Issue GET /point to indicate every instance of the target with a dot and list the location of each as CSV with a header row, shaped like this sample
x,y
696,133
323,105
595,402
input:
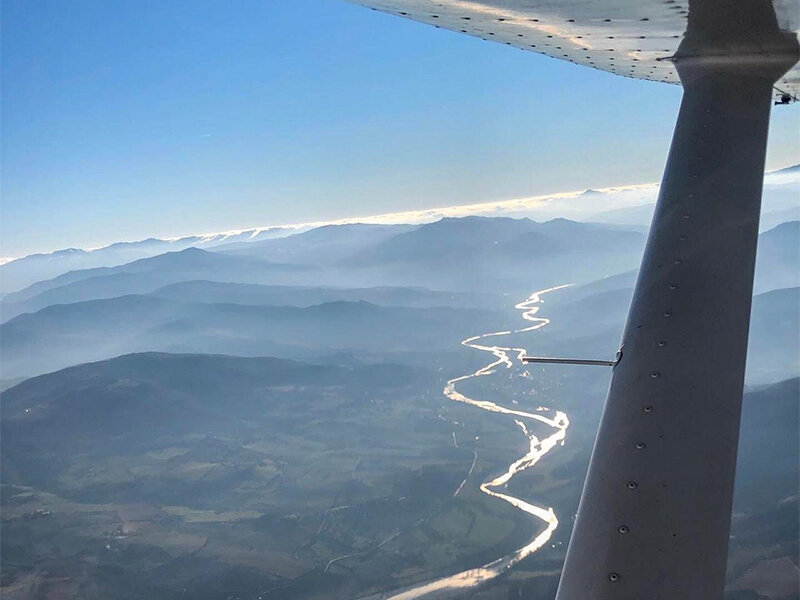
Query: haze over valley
x,y
340,411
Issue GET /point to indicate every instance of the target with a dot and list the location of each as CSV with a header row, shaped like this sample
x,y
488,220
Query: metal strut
x,y
654,515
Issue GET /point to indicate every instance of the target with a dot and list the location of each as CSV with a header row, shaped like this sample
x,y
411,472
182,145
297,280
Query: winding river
x,y
504,357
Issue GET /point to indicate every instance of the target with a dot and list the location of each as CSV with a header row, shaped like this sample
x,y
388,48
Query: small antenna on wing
x,y
574,361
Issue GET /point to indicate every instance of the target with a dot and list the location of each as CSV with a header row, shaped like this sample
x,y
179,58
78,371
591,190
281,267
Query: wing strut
x,y
654,516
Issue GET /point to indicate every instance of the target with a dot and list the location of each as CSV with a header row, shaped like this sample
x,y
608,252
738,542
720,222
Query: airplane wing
x,y
632,38
654,516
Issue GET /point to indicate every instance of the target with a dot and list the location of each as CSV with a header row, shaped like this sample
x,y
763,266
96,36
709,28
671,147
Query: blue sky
x,y
124,120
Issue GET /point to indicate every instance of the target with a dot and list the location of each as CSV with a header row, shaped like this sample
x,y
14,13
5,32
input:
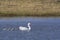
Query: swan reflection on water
x,y
21,28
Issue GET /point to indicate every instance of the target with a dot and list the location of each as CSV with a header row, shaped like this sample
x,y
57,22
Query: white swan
x,y
25,28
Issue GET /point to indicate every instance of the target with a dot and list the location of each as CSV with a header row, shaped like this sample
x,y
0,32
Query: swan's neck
x,y
29,27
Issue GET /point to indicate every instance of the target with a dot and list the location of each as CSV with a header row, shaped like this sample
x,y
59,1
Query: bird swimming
x,y
28,28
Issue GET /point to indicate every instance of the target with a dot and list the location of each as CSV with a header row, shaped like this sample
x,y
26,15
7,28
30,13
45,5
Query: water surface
x,y
42,28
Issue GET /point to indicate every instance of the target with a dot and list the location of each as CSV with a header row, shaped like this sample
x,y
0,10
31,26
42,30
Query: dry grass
x,y
29,8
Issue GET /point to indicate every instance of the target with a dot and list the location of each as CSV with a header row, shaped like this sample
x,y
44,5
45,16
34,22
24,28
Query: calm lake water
x,y
42,28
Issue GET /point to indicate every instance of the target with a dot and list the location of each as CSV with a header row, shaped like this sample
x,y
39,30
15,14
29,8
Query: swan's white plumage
x,y
25,28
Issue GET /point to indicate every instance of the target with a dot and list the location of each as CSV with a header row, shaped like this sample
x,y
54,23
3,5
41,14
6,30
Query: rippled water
x,y
42,28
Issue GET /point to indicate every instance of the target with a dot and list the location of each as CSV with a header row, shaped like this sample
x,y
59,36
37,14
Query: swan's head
x,y
29,24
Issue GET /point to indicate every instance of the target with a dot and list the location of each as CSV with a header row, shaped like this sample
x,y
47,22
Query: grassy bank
x,y
29,8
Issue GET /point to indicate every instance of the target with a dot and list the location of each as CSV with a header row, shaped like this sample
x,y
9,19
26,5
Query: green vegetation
x,y
29,8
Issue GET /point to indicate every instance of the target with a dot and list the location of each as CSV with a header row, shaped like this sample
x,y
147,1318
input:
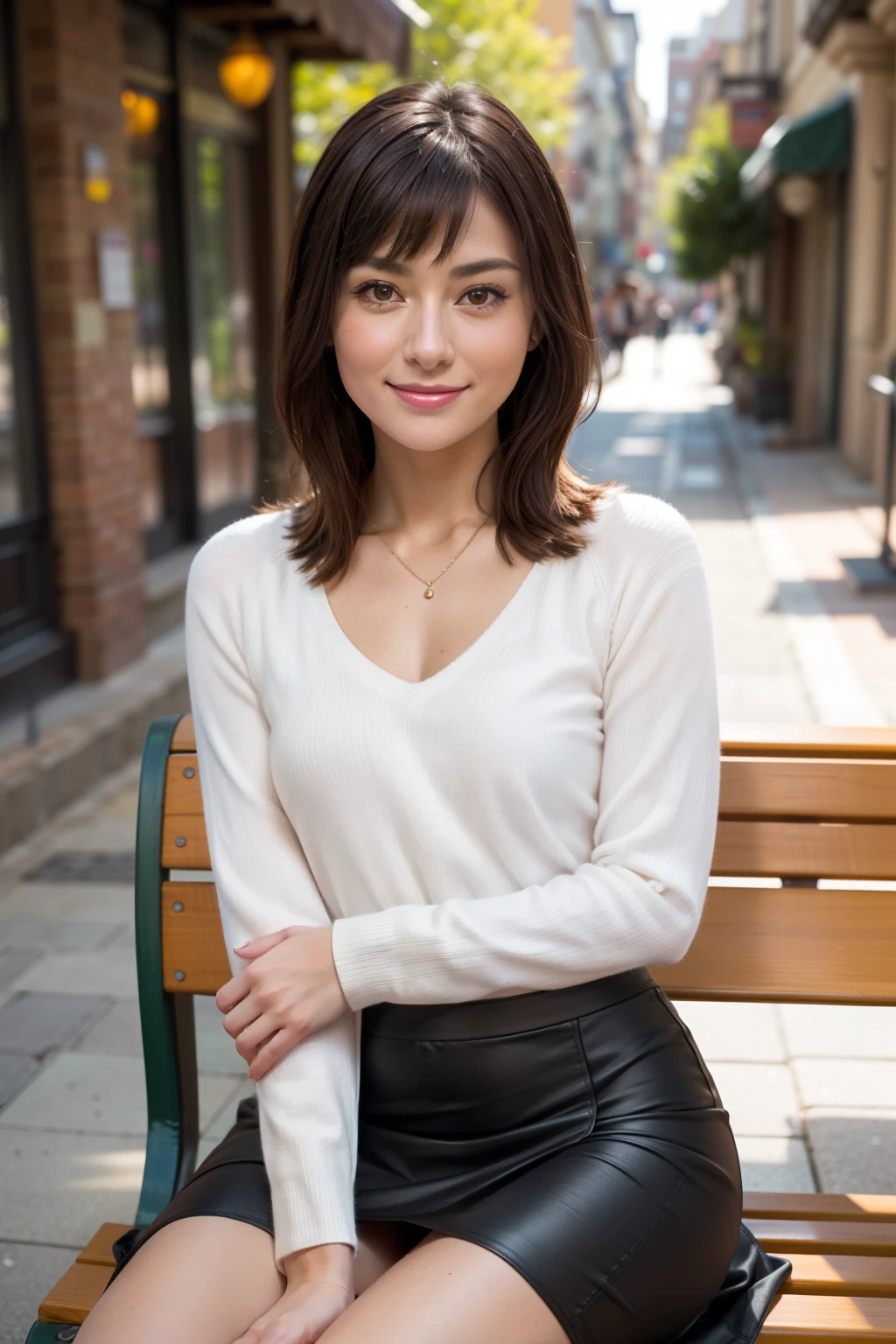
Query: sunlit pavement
x,y
794,641
812,1092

§ Instructions for the task
Write out the entries above verbatim; the pictures do not belong in your copy.

§ Answer to this exercise
Issue GET /point to indicate every instance of the target with a dot and list the location of each as CSV with a header row, shaped like this sample
x,y
696,133
323,105
595,402
input:
Query: haze over valley
x,y
340,411
Issue GET /point to indicate every instance of the target with a dot and list the location of each as CSV with a header row, shaped like this sample
x,y
488,220
Query: metal strut
x,y
654,515
Issue GET /point to indicate every instance of the target with a dot and list the location of each as CSV with a header row, shaped like this sample
x,y
411,472
182,145
297,280
Query: winding river
x,y
504,357
Issue GET /point to indicate every instance of the target with a dot and list the location of each as CSV with a header row, shaped like this sample
x,y
388,48
Query: small antenna on wing
x,y
574,361
Issue GET /point to indicate every instance of the target with a dot and list the location of each as CSV with a header row, shaped like this sample
x,y
179,58
78,371
591,190
281,267
Query: wing strut
x,y
654,516
Issue GET /point to indicate every instance of the target with a dot and list the location of each as CSV with a header row, shaped like this sample
x,y
608,252
738,542
720,222
Query: airplane wing
x,y
632,38
654,516
Issue GET /point to indicate every instance of the target with a dot and list the location of each as CSV with a header row, shaped like this sample
x,y
763,266
96,36
709,28
671,147
Query: blue sky
x,y
124,120
Issue GET /point to indicate every instance of the target with a dot and list the location of each as CSV with a header row, shaped like this sample
x,y
14,13
5,32
input:
Query: swan reflection on water
x,y
21,28
Issue GET /point to indicate every instance of the target with a dot and list the location of each as CSV with a header row, shaped like this sample
x,y
57,22
Query: white swan
x,y
25,28
Issue GET /point to indicate every instance of the target with a dot and list the location of each as CSV with a header row, shaped like this sample
x,y
0,32
Query: swan's neck
x,y
29,27
Issue GET /point to indicate every instance of the target with a dot and list the location of each as CSV with a header row, shaped like this sample
x,y
59,1
Query: bird swimming
x,y
28,28
Issue GET /point to indicate every instance of the target with a dot and list the location of each as CSV with a header row, shaped like this sample
x,y
26,15
7,28
30,13
45,5
Query: water surface
x,y
42,28
Issue GET /point to indicate every instance of the target with a dot and list the location of each as CSV with a header row, shaped like this sample
x,y
0,10
31,26
42,30
Query: dry grass
x,y
29,8
Issue GET /point to indicate every instance of the target with a dot and list the location of each as CSV with a header row, shaped like this sample
x,y
44,5
45,16
34,22
24,28
Query: calm lake water
x,y
42,28
Issue GET /point to indicate every instance of the target with a dot and list the location of each as CSV with a header row, shaped like this sample
x,y
39,30
15,14
29,8
Query: swan's white plumage
x,y
25,28
Issue GET /point to indicate every instance of the target with a dot and list the location of each as CSV with a header row, shaped like this sample
x,y
54,23
3,5
41,14
6,30
Query: rippled water
x,y
42,28
Issue GET /point to indicate every instance of the target with a dot and list the location of each as CSV with a header row, shaped like this sample
x,y
59,36
37,14
Query: swan's head
x,y
29,24
Issue GET /point to indicate every instance of the target with a dot and list the location of each as CSV with a header row, shaped like this sample
x,y
47,22
Query: grassy bank
x,y
29,8
Issue GET /point to indicate every instance of the target with a dot and list the location of each as CSV with a header row, shaped like this sample
x,y
9,19
26,5
Query: green vegetation
x,y
29,8
Issue GET /point to indicate every instance of the target with a dot and list the location of each as CSV with a header row, shaped like this sample
x,y
147,1318
input:
Query: sunlit pavement
x,y
794,641
812,1092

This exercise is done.